• TASK DIRECTIONS
Every record should be restated exactly, with no images included.

====

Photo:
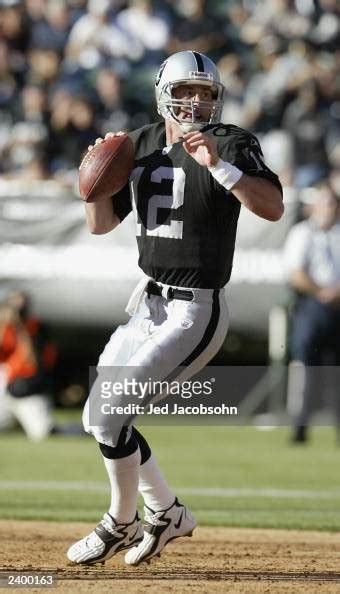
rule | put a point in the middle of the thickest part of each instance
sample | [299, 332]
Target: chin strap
[191, 126]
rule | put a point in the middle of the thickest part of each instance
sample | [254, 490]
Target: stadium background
[69, 72]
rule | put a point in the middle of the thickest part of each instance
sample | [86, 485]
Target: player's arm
[101, 217]
[258, 194]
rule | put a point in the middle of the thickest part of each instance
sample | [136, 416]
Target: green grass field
[229, 476]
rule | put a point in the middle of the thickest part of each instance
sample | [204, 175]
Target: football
[106, 168]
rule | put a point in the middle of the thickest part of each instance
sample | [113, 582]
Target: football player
[191, 176]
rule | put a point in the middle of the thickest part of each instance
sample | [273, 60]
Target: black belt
[182, 294]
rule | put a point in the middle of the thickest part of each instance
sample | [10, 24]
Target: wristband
[225, 174]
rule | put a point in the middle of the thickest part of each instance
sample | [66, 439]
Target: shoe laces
[109, 524]
[154, 518]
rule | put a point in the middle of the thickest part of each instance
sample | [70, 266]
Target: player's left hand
[201, 147]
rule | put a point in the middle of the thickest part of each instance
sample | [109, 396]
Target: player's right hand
[108, 135]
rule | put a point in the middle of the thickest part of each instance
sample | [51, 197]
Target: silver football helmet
[188, 67]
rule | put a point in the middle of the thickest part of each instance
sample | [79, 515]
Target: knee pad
[144, 447]
[127, 444]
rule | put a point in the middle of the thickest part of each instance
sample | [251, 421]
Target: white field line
[95, 487]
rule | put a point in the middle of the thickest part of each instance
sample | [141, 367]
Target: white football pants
[163, 334]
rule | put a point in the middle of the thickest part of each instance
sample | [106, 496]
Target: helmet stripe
[199, 61]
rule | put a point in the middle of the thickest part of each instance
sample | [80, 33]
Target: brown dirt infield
[215, 560]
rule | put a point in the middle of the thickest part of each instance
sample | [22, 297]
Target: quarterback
[191, 176]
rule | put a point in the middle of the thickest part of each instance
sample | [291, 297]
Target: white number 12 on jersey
[174, 230]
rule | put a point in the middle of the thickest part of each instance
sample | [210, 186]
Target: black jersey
[185, 220]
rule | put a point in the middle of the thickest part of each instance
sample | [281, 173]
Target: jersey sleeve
[122, 203]
[244, 151]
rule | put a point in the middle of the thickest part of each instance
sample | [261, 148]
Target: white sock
[124, 475]
[153, 487]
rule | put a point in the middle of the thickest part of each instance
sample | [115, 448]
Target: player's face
[199, 100]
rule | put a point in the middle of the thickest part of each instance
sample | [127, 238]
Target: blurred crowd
[71, 70]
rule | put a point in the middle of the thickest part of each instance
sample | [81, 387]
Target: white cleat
[159, 528]
[106, 540]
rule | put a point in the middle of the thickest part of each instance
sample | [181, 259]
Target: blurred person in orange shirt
[27, 360]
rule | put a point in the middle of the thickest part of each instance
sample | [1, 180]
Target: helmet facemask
[188, 68]
[170, 107]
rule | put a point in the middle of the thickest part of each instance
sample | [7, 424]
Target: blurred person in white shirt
[312, 259]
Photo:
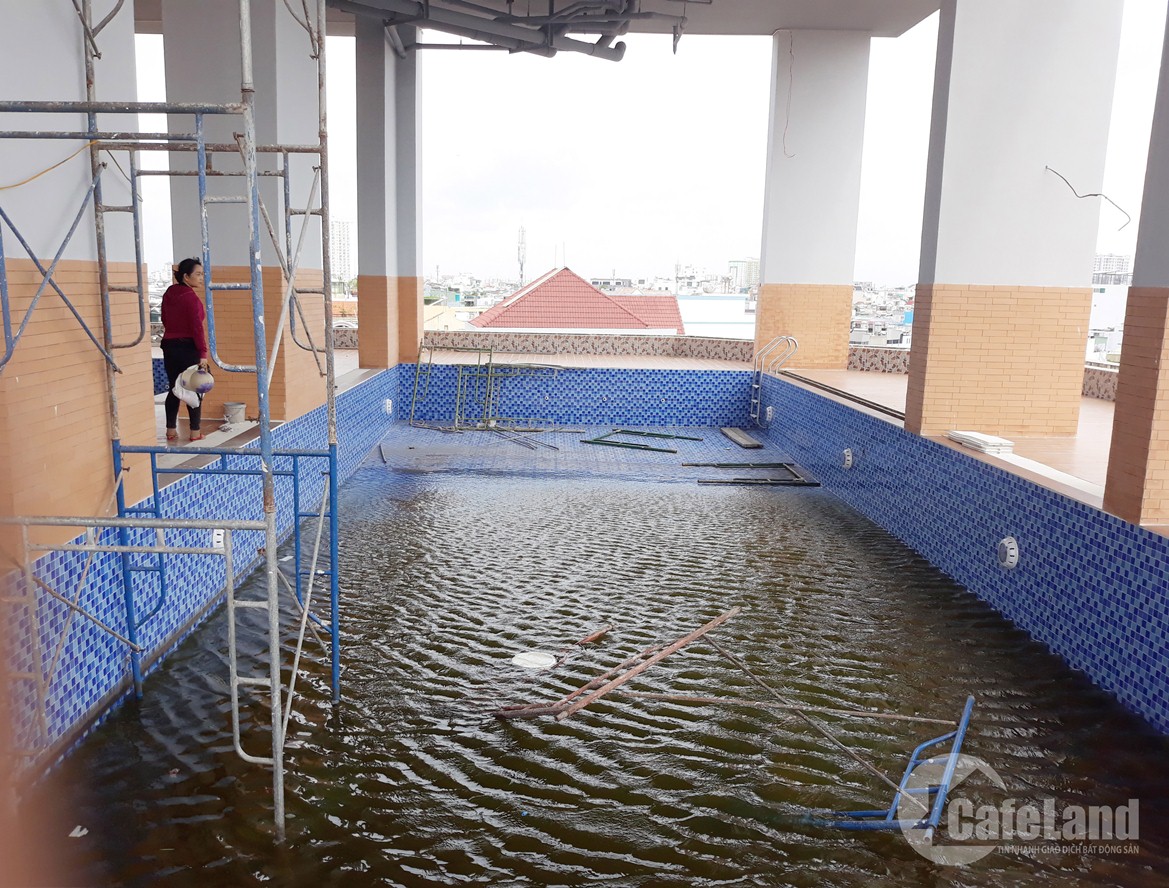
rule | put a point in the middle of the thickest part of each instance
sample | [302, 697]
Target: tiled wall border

====

• WRITTEN ANSWER
Photo:
rule | put a point in the middle of the thickest part of each instance
sample | [299, 332]
Target: chin strap
[191, 126]
rule | put a point in the middle of the thickest part of each instance
sample | [254, 490]
Target: stadium background
[69, 72]
rule | put a point in the middle of the thickest part of each instance
sample | [86, 485]
Target: player's arm
[101, 217]
[258, 194]
rule | put a point in the middle of the thickest part of each instance
sample | [136, 416]
Target: green grass field
[229, 476]
rule | put a point in the middle of the thickest part of each instance
sample | [204, 175]
Target: football
[106, 168]
rule | put a point in the middle of the thickest part of each instance
sample | [113, 582]
Target: football player
[191, 176]
rule | put a point in the middle of the thickest part of each instance
sample | [273, 60]
Target: black belt
[182, 294]
rule | put a point in the middle of the thickest part of each instance
sample | [10, 24]
Target: wristband
[225, 174]
rule | put a point in the middle of the thickest part of each instance
sample | [66, 439]
Target: shoe laces
[109, 524]
[154, 518]
rule | put a point in the middle of the thickest part of each instance
sample | [70, 266]
Target: player's left hand
[201, 147]
rule | put a point in the middle of the thickest part of each instance
sample | [109, 396]
Target: player's right hand
[108, 135]
rule | put a point in the middle of the thickest part of each instance
sample | [51, 197]
Target: silver football helmet
[188, 67]
rule | put a point in the middle of the thickest part of each instance
sample | [79, 515]
Target: knee pad
[144, 447]
[127, 444]
rule | put a point in the middle of the thickest part of each instance
sample | [251, 421]
Target: white field line
[95, 487]
rule | put a point in the middle of the thickest part of each instance
sample | [141, 367]
Target: white football pants
[163, 334]
rule | put a point in the middle of the thickest part of each instance
sample | [106, 496]
Target: helmet stripe
[199, 61]
rule | put a point in the middle of the thickest part of each instance
sample | [80, 33]
Target: brown dirt infield
[215, 560]
rule | put a point in the middle of the thickest part of each instance
sample | [22, 297]
Target: quarterback
[191, 176]
rule | put a point in the middle of the thickest part of each instance
sample | [291, 297]
Target: white number 12 on jersey
[174, 230]
rule | put a point in the middle of the thickest part of each instance
sample | [210, 186]
Target: black jersey
[185, 220]
rule | put a point in the middle of the thickest part of each instance
sample | [281, 173]
Target: jersey sleeve
[122, 203]
[244, 151]
rule | put a point in the middle of the thickest part of each instance
sample | [261, 148]
Target: white sock
[124, 475]
[153, 487]
rule | put a point in the middle of the thickest part of each instance
sample | [115, 448]
Target: player's face
[199, 100]
rule | put a point in the middle of the thickest part of each instance
sample | [127, 238]
Target: blurred crowd
[71, 70]
rule | put a point in the middle of the thickest part of each instance
sample | [81, 387]
Target: white cleat
[159, 528]
[106, 540]
rule | put a point in the middle of the thickest part of each instance
sample | [181, 259]
Target: blurred person in orange shirt
[27, 360]
rule | put a point in the middle of the thickest part of each instance
sample | [1, 180]
Target: helmet facemask
[188, 68]
[170, 107]
rule | put a point in the middle of the thickest part of each instance
sample | [7, 424]
Target: blurred person in white shirt
[312, 259]
Photo:
rule | put a point in the middle of the thickest part of each instance
sample | [302, 697]
Target: tiled wall border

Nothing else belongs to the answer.